Written exercise: Give the lines of the data below as a Markdown table with the columns "No." and "Text", starting at the line that contains "Locate the sunglasses temple" and running through the end of the data, both ends included. Number each line in order, omit blank lines, and leave the pictures out of the table.

++++ Record list ++++

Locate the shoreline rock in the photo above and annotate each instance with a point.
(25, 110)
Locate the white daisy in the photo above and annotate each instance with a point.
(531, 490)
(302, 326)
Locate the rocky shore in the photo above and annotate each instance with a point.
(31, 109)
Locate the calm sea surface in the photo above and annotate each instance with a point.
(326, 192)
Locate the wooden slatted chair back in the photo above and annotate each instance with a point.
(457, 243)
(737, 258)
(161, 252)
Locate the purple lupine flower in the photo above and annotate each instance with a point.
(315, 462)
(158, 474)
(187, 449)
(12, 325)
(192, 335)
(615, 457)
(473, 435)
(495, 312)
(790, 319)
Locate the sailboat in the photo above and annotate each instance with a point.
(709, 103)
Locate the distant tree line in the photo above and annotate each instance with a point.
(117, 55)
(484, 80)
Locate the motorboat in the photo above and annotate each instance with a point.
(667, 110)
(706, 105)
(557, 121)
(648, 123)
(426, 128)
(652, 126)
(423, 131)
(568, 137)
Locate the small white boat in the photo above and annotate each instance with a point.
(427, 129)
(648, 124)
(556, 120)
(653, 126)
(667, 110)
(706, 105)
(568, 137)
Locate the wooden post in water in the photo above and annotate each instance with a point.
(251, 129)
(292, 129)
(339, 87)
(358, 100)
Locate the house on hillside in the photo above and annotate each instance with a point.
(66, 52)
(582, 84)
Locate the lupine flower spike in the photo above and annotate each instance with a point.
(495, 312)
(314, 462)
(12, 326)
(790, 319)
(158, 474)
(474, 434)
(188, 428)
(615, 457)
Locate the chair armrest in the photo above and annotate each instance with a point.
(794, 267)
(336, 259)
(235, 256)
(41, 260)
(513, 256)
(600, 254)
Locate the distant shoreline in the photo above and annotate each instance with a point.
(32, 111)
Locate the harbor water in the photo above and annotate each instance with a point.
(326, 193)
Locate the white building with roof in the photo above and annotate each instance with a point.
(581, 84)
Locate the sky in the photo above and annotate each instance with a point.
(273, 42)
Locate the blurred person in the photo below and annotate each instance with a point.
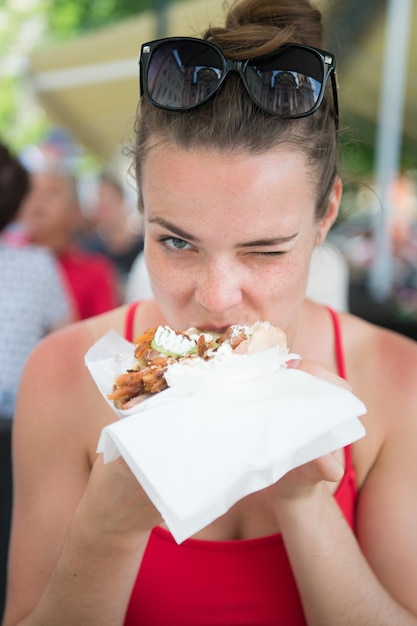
(113, 231)
(33, 297)
(33, 302)
(52, 215)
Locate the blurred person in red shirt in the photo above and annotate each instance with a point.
(52, 215)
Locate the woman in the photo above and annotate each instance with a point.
(234, 200)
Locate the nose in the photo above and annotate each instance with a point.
(219, 286)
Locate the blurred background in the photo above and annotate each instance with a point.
(69, 91)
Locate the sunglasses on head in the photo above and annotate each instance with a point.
(180, 73)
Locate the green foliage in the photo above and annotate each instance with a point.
(68, 18)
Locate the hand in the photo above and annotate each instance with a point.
(117, 501)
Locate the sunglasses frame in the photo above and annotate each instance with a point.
(231, 65)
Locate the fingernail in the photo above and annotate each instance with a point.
(293, 363)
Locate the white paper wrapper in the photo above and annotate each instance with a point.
(199, 447)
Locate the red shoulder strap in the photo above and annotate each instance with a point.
(130, 317)
(338, 343)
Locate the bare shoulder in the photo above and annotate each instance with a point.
(382, 369)
(57, 390)
(390, 358)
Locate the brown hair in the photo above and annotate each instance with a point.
(14, 185)
(230, 121)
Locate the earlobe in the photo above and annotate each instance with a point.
(332, 211)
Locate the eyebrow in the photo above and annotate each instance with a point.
(273, 241)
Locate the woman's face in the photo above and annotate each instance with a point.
(228, 236)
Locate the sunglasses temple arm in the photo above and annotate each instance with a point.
(335, 98)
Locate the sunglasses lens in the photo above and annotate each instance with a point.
(292, 90)
(183, 74)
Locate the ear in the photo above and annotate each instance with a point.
(332, 212)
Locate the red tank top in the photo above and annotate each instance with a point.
(206, 583)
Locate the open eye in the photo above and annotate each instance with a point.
(175, 243)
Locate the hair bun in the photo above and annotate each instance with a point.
(268, 24)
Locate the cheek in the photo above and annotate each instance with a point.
(164, 276)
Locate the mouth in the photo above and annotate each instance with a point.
(217, 328)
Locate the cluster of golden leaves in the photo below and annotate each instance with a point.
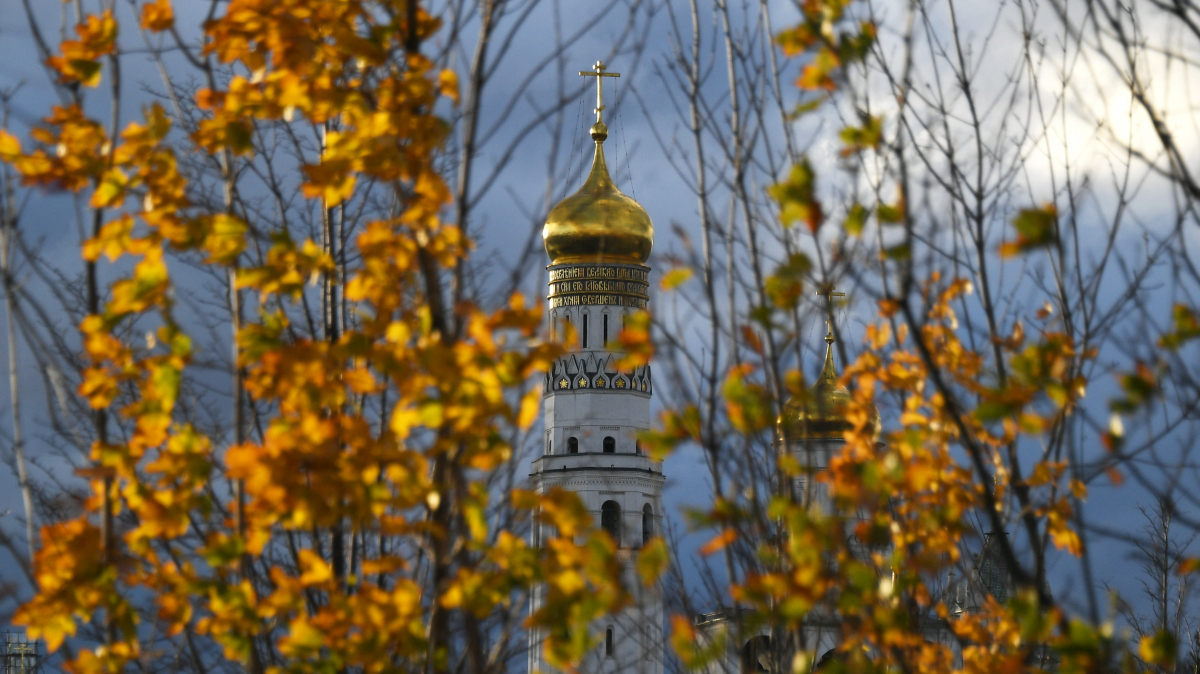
(323, 459)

++++

Answer for the task:
| No. | Text |
|---|---|
| 1 | Locate the sunglasses temple arm in the photo above and annotate each instance with a point. |
| 2 | (335, 98) |
| 3 | Locate the sunglasses lens in the photo above and annotate each instance with a point. |
| 4 | (292, 90) |
| 5 | (183, 74) |
| 6 | Locate the ear in the photo above and annotate each instance with a point. |
| 7 | (332, 212) |
| 8 | Locate the red tank top in the photo above and annotate each instance with a point. |
| 9 | (206, 583) |
| 10 | Locate the open eye in the photo above and annotate each instance with a point. |
| 11 | (175, 243) |
| 12 | Locate the hair bun in the photo above and annotate each instance with a point. |
| 13 | (268, 24) |
| 14 | Locate the cheek in the photo above and annotate each instance with a point. |
| 15 | (164, 276) |
| 16 | Locate the mouth in the photo above and annotate each instance with a point. |
| 17 | (217, 328) |
| 18 | Locate the cluster of golden leaves in the photo below and annotate each instance with a point. |
| 19 | (323, 459) |